- Provided information:
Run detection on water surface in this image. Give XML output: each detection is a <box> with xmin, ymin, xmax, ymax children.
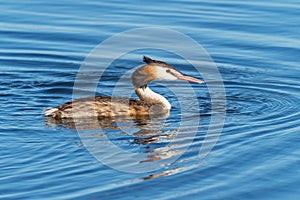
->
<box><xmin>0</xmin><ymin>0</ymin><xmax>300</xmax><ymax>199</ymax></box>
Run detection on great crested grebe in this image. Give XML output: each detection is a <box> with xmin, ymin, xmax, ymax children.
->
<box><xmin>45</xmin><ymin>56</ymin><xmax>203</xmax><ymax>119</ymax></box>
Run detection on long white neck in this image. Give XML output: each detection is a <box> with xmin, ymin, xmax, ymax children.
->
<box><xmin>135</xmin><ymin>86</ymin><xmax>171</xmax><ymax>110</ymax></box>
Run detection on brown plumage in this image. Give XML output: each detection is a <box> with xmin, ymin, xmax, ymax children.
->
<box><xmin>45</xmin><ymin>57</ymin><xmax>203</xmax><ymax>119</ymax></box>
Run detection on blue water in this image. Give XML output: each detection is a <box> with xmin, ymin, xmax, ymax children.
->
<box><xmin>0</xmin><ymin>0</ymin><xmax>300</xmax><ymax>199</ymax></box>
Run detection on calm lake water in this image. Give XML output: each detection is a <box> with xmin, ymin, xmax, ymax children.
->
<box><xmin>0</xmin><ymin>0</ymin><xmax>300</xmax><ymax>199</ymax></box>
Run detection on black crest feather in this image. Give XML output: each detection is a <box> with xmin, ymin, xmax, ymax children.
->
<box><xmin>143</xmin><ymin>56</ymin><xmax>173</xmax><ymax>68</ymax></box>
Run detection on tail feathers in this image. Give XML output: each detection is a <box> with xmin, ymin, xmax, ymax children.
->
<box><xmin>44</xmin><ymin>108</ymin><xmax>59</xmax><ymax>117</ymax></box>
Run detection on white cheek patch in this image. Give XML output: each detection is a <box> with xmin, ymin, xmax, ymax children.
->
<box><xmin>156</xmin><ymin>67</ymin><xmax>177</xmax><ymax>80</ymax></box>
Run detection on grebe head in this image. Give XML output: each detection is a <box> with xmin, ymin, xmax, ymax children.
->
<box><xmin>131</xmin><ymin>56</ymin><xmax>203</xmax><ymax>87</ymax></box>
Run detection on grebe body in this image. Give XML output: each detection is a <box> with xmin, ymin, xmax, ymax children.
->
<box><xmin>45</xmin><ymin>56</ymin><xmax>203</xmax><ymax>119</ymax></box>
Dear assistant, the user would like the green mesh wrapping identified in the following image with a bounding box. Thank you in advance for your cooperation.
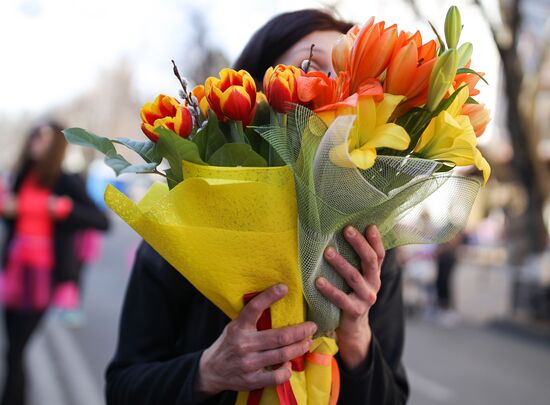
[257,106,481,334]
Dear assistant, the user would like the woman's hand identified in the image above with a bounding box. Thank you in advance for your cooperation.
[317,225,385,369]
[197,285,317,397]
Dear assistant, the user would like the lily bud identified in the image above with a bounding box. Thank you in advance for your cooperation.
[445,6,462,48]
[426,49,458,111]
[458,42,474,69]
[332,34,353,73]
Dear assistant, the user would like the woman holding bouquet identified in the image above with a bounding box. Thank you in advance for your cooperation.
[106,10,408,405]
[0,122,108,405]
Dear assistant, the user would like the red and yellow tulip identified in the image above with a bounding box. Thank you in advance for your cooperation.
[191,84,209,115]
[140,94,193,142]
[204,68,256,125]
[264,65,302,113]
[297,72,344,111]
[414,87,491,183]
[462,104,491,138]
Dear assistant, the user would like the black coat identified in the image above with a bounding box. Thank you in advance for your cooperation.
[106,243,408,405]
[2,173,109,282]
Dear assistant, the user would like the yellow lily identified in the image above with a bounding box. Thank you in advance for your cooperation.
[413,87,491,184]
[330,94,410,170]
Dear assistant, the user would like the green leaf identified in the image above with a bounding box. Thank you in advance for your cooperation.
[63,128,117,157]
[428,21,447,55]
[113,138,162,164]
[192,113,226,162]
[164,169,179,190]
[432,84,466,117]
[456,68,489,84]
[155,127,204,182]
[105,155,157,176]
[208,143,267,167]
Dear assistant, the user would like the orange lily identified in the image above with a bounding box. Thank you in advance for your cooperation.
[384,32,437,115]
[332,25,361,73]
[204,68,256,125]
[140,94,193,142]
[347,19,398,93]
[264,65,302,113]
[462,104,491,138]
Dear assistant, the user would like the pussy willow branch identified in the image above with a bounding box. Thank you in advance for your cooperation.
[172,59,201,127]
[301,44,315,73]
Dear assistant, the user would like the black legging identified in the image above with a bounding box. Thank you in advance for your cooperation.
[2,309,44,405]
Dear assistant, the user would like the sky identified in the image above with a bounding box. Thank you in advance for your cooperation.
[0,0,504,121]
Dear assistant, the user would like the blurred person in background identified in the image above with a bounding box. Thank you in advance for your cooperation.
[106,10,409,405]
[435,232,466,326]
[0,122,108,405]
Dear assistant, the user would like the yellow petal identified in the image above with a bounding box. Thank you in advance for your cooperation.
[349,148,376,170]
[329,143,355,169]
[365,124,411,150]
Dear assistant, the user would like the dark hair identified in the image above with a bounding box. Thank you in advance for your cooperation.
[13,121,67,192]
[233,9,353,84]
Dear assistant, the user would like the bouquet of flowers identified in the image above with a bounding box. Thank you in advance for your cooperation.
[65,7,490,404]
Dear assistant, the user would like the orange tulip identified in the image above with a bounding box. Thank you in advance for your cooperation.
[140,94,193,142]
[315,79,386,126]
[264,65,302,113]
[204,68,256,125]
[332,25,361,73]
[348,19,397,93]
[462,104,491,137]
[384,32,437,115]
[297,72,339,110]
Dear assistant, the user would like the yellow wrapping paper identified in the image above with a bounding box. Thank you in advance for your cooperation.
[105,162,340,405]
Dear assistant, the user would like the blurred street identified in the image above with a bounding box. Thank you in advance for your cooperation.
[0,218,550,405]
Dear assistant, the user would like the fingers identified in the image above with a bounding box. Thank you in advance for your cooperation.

- Exercise details: Swap each "bounding box" in the lines above for "rectangle" and change nothing else. Leave the pictures out of your answer.

- Answer:
Run detection on water surface in this image. Give XML output: each detection is a <box> with xmin, ymin, xmax, ymax children.
->
<box><xmin>0</xmin><ymin>0</ymin><xmax>300</xmax><ymax>199</ymax></box>
Run detection on great crested grebe in this image. Give XML output: each detection is a <box> with xmin, ymin, xmax, ymax children.
->
<box><xmin>45</xmin><ymin>56</ymin><xmax>203</xmax><ymax>119</ymax></box>
Run detection on long white neck in this image. Give XML output: each detection is a <box> with xmin, ymin, xmax, ymax children.
->
<box><xmin>135</xmin><ymin>86</ymin><xmax>171</xmax><ymax>110</ymax></box>
Run detection on brown plumage in this image. Give XML output: each detection is a <box> with xmin, ymin, xmax, ymax children.
->
<box><xmin>45</xmin><ymin>57</ymin><xmax>203</xmax><ymax>119</ymax></box>
Run detection on blue water in this image. Give XML output: each detection is a <box> with xmin, ymin, xmax, ymax children.
->
<box><xmin>0</xmin><ymin>0</ymin><xmax>300</xmax><ymax>199</ymax></box>
Run detection on calm lake water in this image. Give XML output: each detection is a <box> with xmin, ymin, xmax, ymax children.
->
<box><xmin>0</xmin><ymin>0</ymin><xmax>300</xmax><ymax>199</ymax></box>
Run detection on black crest feather in this image. Give XML output: each detection is a <box> with xmin, ymin, xmax, ymax children.
->
<box><xmin>143</xmin><ymin>56</ymin><xmax>173</xmax><ymax>68</ymax></box>
Run detection on tail feathers in this image. Give XML output: each detection is a <box> with xmin, ymin, xmax, ymax children.
->
<box><xmin>44</xmin><ymin>108</ymin><xmax>59</xmax><ymax>117</ymax></box>
Run detection on white cheek patch in this image. Give XML output: each detection is a <box> with xmin, ymin, xmax, ymax children.
->
<box><xmin>156</xmin><ymin>67</ymin><xmax>177</xmax><ymax>80</ymax></box>
Run detection on grebe head in this image. Give XML output: each detection is a <box> with xmin, ymin, xmax, ymax children.
->
<box><xmin>131</xmin><ymin>56</ymin><xmax>203</xmax><ymax>87</ymax></box>
Run detection on grebe body in this image. Give XML output: each detection is a <box> with xmin, ymin, xmax, ymax children.
->
<box><xmin>45</xmin><ymin>56</ymin><xmax>203</xmax><ymax>119</ymax></box>
Dear assistant, the user would like the green mesh wrapping identified in the following image with a rectangle. Thank you in advance for your cooperation.
[257,106,481,334]
Dear assistant, the user would like the woman's hand identified in the image above with a rectangle. Thank you in advance for your cooperation.
[317,225,385,369]
[197,285,317,397]
Dear assistant, the user would like the lily bud identified in the image above with a rectangle. Thank you in advance for your cooperation.
[445,6,462,48]
[426,49,458,111]
[458,42,474,69]
[332,34,353,73]
Dear assistant, the user would like the woman holding bouquet identified in the image above with a rectangle. Thank you in advance for your cooperation.
[106,10,408,405]
[0,122,108,405]
Dear assistant, the user would like the red and yellow tulip identified in the image above with a rectangle. Thank you in advance for your cooperation.
[191,84,209,115]
[140,94,193,142]
[204,68,256,125]
[264,65,302,113]
[297,72,344,111]
[414,87,491,183]
[462,104,491,138]
Dear assistant, the user would like the black coat identified in the image above with a rectangle. Thank you in advance for your cooperation.
[106,243,408,405]
[2,173,109,282]
Dear assistant, the user would like the yellow lily identified in the image above with a rectangle. Thank you in advance for your cooperation.
[413,87,491,184]
[330,94,410,170]
Dear assistant, the user would like the green leaf identified in the image above with a rectangle. Thank you in advance for your cooperation.
[63,128,117,157]
[428,21,447,55]
[113,138,162,164]
[192,113,226,162]
[164,169,179,190]
[432,84,466,117]
[456,68,489,84]
[155,127,204,182]
[105,155,157,176]
[208,143,267,167]
Dear assistant, the user would like the orange lily identified in the image above with a rectangle. Thank you in advance for your cooperation.
[384,32,437,115]
[332,25,361,73]
[204,68,256,125]
[140,94,193,142]
[347,19,398,93]
[264,65,302,113]
[462,104,491,138]
Dear assistant, the user would like the pussy willow branch identified in the image above with a rectangle. Thank you in advance for your cooperation.
[172,59,201,127]
[301,44,315,73]
Dear assistant, the user would like the black legging identified in the image above with a rectangle. Thank you in advance for your cooperation.
[2,309,44,405]
Dear assistant, the user would like the sky identified in the image above with a rectangle. Thank you in advance for your cooperation.
[0,0,504,121]
Dear assistant, the user would like the blurred person in background identified in the image above with a rectangle. Thank you in advance for your cooperation.
[106,10,409,405]
[435,232,466,326]
[0,122,108,405]
Dear assistant, the user would like the yellow petal identified in the image above with a rectangle. Thank you in advance for your cooperation.
[349,148,376,170]
[329,143,355,169]
[365,124,411,150]
Dear assistant, the user would like the dark hair identified in the image above with a rectangle. Thank you in advance for your cooperation.
[13,121,67,192]
[233,9,353,84]
Dear assistant, the user would like the bouquet of flowers identified in the image above with a rectangle. Thank you in advance for your cooperation.
[65,7,490,404]
Dear assistant, the user would like the orange tulip identified in the image above with a rectangle. Thank you in advance for your cooperation.
[140,94,193,142]
[315,79,386,126]
[264,65,302,113]
[204,68,256,125]
[332,25,361,73]
[348,19,397,93]
[462,104,491,137]
[384,32,437,115]
[297,72,339,110]
Dear assistant, the user would like the yellow wrapping paper identified in the image above with a rectangle. Thank you in advance for your cooperation.
[105,162,340,405]
Dear assistant, the user would like the blurred street identified in the image above with a rectangle. Thank you in advance for your cooperation.
[0,218,550,405]
Dear assistant, the user would like the fingers identified in the image above with a rectangle. Thank you in advance for your cooperation.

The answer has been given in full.